+++ Quoted passage

A rapid scan through the contents list for this packed
pair of discs will confirm a generous shovelful of old-fashioned light
classics both famous and peripheral. This repertoire reeks of the era
of 78s (in compact form many of these pieces could be squeezed onto
one or two sides of shellac) and of the occasional celebrity slum-fest
in Vienna. In fairness Boskovsky immersed himself in this music conducting
with affable brilliance both the VPO and, as here, lesser ensembles
but always with his performances defining 'echt Wienerisch'. To the
music ..... that admixture of workaday and eager brilliance.
The Suppé overtures are a strange amalgam
of Weber's effervescence and stiff-necked absurdity. Boccaccio has
some miraculously fine playing. Its writing is indebted to the Mendelssohn
Octet and to Mozart both in the spirit of Nozze and the alla
turca manner. Light Cavalry (true George Weldon and George
Hurst territory) spins together Rossinian gestures with fanfares from
Bruckner and Leonora No. 3 - a melodramatic soup! In Poet
and Peasant it is easy to trace the poet in the solo cello with
its loving sweet braggartry. After four overtures, a Von Suppé
march comes as a surprise but this one has the same Turkish paprika
as the Boccaccio overture.
Komzák wrote a waltz of sly charm in
Bad’ner Mad’ln but found an emotionally charged ripeness in Narenta.
The Komzák marches were haughty, all waxed moustaches and
tipsy; quite a contrast with the laid-back polka Das liegt bei uns
im Blut.

++++++

▶ **To be done**
a - In the record review, which Komzák piece is said to show an emotionally charged ripeness?
b - Render this sentence from the record review in French: "The Suppé overtures are a strange amalgam of Weber's effervescence and stiff-necked absurdity."
c - Pick up the record review of Boskovsky's light-classics discs after its final sentence and keep writing it.

+++ Record list

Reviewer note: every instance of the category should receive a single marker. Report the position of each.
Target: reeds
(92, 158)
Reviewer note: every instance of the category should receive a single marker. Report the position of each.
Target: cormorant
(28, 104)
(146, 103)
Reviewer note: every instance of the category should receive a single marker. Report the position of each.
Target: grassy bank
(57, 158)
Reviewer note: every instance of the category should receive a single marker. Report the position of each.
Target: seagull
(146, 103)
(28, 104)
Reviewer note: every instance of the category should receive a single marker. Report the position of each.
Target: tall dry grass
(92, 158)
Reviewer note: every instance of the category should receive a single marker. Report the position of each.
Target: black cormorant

++++++
+++ Record list

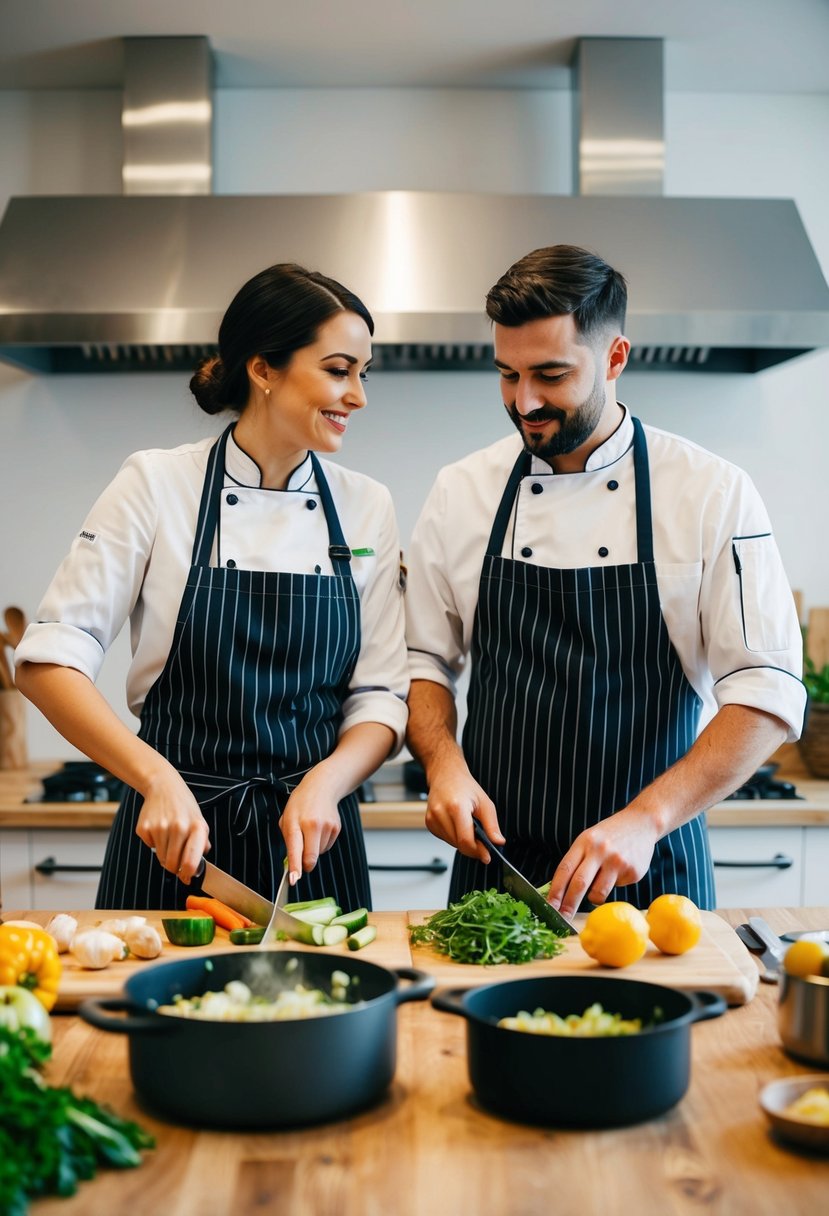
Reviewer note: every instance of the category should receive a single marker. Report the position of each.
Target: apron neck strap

++++++
+++ Record list

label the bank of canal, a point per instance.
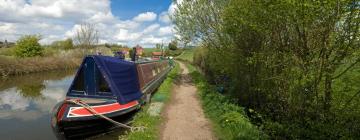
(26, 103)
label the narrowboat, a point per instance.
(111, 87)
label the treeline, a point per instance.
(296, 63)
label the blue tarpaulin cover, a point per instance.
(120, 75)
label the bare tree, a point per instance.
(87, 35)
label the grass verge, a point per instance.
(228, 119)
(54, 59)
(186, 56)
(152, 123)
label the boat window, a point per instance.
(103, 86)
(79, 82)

++++++

▶ **Per-task answers**
a - Narenta

b - Les ouvertures de Suppé sont un étrange amalgame de l'effervescence de Weber et d'une absurdité guindée.

c -
Johann Strauss II is represented by two overtures:
one very famous; the other obscure. Eine Nacht in Venedig here
sounds dull by contrast with the jolly Blindekuh. The Waltz Perlen
der Liebe by Josef Strauss is sly and wreathed in mercurial
charm.
Waltzes by Lanner and Millöcker
round out the collection. Of the two the Millöcker works have a
certain freshness and inspiration. While the playing is not the dernier
cri in tonal opulence it is buoyant and rhythmically lively.
Carl Ziehrer died in the 1920s, the longest
surviving of the famous nineteenth century brethren. Landstreicher
suffers from a bit of pre-echo. It is a work of hussar bustle and
some charming pin-point dancing - heel and toe. In Hoch und Nieder
the strings, never opulent in these recordings, here sound strident
although they are used cleverly by this practised conductor. Faschingskinder
is a real winner with intimate chamber textures drawn from a small ensemble
putting across a sedately rounded regal waltz. Listening to the Schönfeld
Marsch one can hear the quarry from which Sousa mined his
ideas.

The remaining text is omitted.